### EXERCISE AIM
Please output the line that contains "Where can you spot the upper" and all later lines of the material, exactly, through the end.

Content starts

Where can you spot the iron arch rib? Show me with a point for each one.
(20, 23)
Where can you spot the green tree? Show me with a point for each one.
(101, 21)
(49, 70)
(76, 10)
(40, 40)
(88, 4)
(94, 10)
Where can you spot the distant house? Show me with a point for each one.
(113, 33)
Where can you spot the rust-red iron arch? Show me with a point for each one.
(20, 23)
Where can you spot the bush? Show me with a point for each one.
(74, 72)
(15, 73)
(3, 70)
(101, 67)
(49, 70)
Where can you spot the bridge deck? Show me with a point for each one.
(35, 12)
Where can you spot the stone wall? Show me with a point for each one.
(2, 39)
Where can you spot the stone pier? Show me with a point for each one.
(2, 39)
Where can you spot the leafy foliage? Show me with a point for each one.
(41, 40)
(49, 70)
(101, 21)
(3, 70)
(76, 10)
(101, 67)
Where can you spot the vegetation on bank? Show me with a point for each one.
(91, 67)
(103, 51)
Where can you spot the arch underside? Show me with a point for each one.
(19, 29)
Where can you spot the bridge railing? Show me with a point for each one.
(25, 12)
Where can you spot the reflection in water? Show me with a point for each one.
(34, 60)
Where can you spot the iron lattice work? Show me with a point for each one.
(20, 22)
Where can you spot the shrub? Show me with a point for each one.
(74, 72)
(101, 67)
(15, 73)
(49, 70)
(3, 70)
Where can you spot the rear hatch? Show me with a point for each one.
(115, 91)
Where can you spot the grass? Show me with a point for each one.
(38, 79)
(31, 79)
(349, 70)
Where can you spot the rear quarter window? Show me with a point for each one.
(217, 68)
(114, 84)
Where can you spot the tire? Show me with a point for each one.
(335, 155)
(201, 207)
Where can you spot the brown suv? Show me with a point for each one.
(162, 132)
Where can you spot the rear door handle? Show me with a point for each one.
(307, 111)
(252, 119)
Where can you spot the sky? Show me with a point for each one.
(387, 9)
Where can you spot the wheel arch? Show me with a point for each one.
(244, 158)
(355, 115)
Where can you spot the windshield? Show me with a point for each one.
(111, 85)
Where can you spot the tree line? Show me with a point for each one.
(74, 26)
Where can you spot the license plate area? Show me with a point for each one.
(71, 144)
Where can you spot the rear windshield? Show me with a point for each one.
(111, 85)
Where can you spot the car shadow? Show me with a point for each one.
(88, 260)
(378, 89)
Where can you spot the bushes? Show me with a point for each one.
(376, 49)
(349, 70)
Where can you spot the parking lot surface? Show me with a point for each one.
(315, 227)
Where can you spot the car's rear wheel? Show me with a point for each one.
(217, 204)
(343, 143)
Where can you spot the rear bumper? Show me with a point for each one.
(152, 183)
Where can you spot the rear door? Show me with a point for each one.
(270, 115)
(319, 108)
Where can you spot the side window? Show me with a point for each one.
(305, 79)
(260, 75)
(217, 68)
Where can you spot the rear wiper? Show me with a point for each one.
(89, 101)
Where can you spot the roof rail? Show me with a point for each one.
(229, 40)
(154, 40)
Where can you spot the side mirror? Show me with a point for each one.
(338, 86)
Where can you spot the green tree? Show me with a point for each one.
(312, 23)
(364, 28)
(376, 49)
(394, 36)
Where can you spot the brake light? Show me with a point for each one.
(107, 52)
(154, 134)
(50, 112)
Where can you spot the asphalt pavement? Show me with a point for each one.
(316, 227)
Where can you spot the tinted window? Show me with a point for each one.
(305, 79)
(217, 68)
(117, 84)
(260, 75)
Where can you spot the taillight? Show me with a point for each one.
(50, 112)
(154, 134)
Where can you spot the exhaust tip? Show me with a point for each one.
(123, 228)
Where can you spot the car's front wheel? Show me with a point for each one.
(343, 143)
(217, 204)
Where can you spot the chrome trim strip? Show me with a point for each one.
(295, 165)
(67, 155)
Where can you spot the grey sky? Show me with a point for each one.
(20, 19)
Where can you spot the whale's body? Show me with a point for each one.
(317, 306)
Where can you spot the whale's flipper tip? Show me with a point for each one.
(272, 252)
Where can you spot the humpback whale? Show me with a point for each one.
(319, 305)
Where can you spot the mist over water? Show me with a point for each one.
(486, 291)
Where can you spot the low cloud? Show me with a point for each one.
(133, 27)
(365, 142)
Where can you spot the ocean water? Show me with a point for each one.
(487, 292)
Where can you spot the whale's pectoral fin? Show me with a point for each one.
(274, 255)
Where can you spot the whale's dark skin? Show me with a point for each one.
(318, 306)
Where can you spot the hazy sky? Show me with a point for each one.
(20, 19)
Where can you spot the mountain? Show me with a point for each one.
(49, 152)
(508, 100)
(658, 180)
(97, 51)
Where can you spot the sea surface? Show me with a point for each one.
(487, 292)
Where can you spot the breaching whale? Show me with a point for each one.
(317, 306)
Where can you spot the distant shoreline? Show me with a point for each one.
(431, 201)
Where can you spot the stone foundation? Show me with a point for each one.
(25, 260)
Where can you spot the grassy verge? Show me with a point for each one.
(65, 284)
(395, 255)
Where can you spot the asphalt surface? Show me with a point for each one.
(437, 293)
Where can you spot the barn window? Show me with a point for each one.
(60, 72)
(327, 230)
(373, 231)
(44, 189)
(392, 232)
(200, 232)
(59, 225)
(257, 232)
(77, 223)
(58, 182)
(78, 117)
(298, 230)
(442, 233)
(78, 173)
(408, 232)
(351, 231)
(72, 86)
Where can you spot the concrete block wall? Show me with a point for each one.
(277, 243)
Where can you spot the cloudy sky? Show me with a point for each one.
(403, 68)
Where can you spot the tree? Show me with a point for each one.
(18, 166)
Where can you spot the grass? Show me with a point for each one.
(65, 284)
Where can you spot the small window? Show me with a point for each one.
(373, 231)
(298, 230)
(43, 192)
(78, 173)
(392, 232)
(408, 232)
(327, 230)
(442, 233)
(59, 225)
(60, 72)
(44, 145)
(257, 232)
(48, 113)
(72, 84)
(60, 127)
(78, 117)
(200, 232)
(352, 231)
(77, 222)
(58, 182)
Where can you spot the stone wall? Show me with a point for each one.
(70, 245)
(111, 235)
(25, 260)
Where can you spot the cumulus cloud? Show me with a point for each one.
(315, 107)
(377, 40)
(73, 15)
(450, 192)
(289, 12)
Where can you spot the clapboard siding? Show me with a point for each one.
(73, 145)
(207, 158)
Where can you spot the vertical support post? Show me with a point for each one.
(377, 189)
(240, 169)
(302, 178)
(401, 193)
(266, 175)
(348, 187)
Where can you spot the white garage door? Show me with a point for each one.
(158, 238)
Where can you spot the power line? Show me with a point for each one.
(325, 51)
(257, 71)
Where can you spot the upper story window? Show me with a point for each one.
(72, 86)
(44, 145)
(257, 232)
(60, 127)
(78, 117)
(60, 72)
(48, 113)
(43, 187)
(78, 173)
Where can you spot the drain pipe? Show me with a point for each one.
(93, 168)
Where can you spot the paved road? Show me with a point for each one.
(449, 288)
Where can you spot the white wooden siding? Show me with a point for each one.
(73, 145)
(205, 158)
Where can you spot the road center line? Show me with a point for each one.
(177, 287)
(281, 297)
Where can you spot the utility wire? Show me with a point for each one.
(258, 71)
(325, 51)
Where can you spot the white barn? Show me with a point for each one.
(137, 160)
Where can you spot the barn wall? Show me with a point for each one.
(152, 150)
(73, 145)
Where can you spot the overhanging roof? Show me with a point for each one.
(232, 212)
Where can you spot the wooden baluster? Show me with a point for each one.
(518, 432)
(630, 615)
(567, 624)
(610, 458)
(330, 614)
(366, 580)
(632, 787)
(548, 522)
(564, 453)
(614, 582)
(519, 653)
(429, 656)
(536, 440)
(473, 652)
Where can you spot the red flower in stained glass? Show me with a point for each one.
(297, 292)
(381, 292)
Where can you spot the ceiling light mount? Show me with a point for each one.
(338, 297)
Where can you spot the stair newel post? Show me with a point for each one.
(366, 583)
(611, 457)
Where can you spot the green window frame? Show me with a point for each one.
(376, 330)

Content ends

### REPLY
Where can you spot the upper story window? Show me with a point for each one.
(72, 86)
(44, 145)
(257, 232)
(60, 127)
(78, 117)
(60, 72)
(48, 113)
(43, 187)
(78, 173)
Where can you spot the drain pipe? Show me with a point for each one.
(93, 168)
Where can you spot the paved road? Show me with a point for each one.
(449, 288)
Where can you spot the white wooden siding? Show me with a point for each one.
(73, 145)
(205, 158)
Where can you spot the road center line? Show me with a point for each one.
(177, 287)
(281, 297)
Where can you spot the utility wire? Show me with a point for each one.
(258, 71)
(325, 51)
Where can you spot the white barn? Show me with a point for each one.
(137, 160)
Where can you spot the barn wall? Show me with a point for each one.
(152, 150)
(73, 145)
Where can you spot the overhanging roof? Show me with a point for each one.
(232, 212)
Where can you spot the wooden baluster? Show me with a point for each one.
(518, 432)
(630, 615)
(567, 624)
(610, 458)
(330, 614)
(366, 580)
(632, 787)
(548, 522)
(564, 453)
(614, 582)
(519, 653)
(429, 656)
(536, 440)
(473, 652)
Where can you spot the red flower in stained glass? Show me with a point for each one.
(297, 292)
(381, 292)
Where can you spot the ceiling light mount? Show me with a point for each one.
(338, 297)
Where can you spot the stair newel post? Show me with a point for each one.
(366, 583)
(611, 457)
Where can you spot the green window frame? Show me with a point for each one.
(376, 330)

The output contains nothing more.